Goal: Rewrite the records from the line with "The component shall place one marker per instance of the blue" through the end of the records, with the requests included, and shift every coordinate in the answers by adding 29 to each number. Leave the pictures out of your answer.

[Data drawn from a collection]
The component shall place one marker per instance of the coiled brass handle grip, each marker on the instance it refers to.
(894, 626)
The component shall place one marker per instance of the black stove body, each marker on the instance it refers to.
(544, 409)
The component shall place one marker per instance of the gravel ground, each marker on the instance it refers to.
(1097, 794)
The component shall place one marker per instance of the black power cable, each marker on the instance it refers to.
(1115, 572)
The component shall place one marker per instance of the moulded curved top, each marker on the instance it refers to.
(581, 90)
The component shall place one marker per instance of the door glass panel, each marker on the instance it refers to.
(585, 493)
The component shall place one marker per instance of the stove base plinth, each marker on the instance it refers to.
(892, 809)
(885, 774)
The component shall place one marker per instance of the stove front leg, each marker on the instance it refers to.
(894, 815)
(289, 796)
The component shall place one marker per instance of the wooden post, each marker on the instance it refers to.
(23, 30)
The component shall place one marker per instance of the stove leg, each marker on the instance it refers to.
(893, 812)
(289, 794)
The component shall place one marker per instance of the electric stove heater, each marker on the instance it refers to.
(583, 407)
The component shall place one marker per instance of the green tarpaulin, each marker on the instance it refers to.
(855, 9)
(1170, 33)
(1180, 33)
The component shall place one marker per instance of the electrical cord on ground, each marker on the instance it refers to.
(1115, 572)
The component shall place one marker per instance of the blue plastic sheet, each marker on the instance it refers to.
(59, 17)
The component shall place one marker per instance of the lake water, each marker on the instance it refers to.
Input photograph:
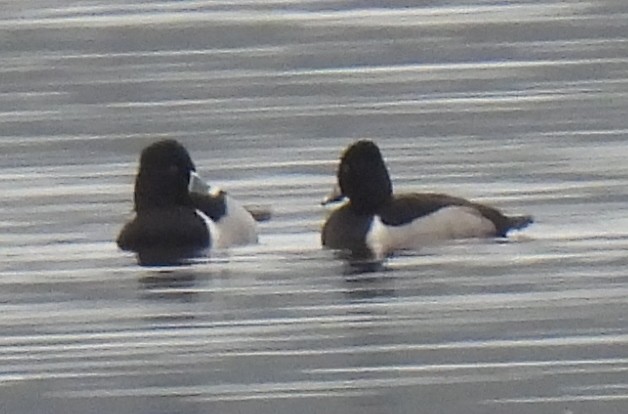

Response for this exercise:
The component shall place one marker per instance of the blue plastic sheet, each marker on the instance it refers to.
(88, 46)
The component shall place one marker per instance of the lake water, each marker on the instance it refers to.
Input photograph:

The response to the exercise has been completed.